Parmi les facteurs expliquant le dépassement régulier de l'Ondam, le dynamisme des dépenses de soins de ville figure en bonne place. À plusieurs reprises au cours des dernières années, la Cour des comptes a souligné le caractère lacunaire des outils de régulation. La commission a formulé plusieurs propositions pour améliorer le pilotage des dépenses de soins de ville et l'information du Parlement sur l'effet financier des conventions professionnelles. Celles-ci ont systématiquement été refusées par le Gouvernement.

Comment les dépenses conventionnelles de soins de ville, c'est-à-dire pour l'essentiel les honoraires des professionnels de santé, pourraient-elles selon vous être mieux suivies et régulées en cours d'année ? La direction de la sécurité sociale (DSS) travaille-t-elle à faire évoluer l'exercice conventionnel et à améliorer l'information du Parlement sur les effets financiers des conventions conclues par l'assurance maladie ?

Dans son dernier rapport annuel sur l'application des lois de financement de la sécurité sociale, la Cour des comptes consacre un chapitre aux médicaments anti-cancéreux. Elle souligne que les dépenses de médicaments innovants anti-cancéreux, délivrés à l'hôpital et inscrits sur la liste en sus, ont fortement augmenté.

Pour mieux réguler ces dépenses, la Cour propose dans son rapport d'envisager, dès la première négociation du prix de certaines molécules avec les entreprises du médicament, de fixer une trajectoire pluriannuelle de baisse des prix, afin de planifier leur sortie de la liste en sus.

CONSIGNE: Reproduisez, s'il vous plaît, le passage du texte sur les dépenses d'assurance maladie qui va de « Comment les dépenses » jusqu'à « par l'assurance maladie ? » inclus. Les enregistrements suivants proviennent d'une autre source que ce texte.

INFORMATIONS EXTRAITES:
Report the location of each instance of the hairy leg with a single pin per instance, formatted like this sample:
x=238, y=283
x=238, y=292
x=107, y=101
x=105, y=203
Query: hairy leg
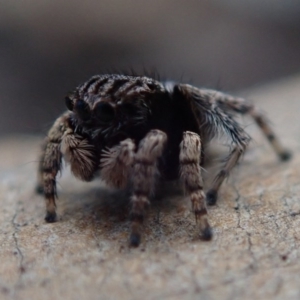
x=231, y=161
x=62, y=141
x=144, y=175
x=213, y=110
x=190, y=174
x=243, y=107
x=116, y=164
x=50, y=165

RÉPONSE DE L'EXERCICE:
Comment les dépenses conventionnelles de soins de ville, c'est-à-dire pour l'essentiel les honoraires des professionnels de santé, pourraient-elles selon vous être mieux suivies et régulées en cours d'année ? La direction de la sécurité sociale (DSS) travaille-t-elle à faire évoluer l'exercice conventionnel et à améliorer l'information du Parlement sur les effets financiers des conventions conclues par l'assurance maladie ?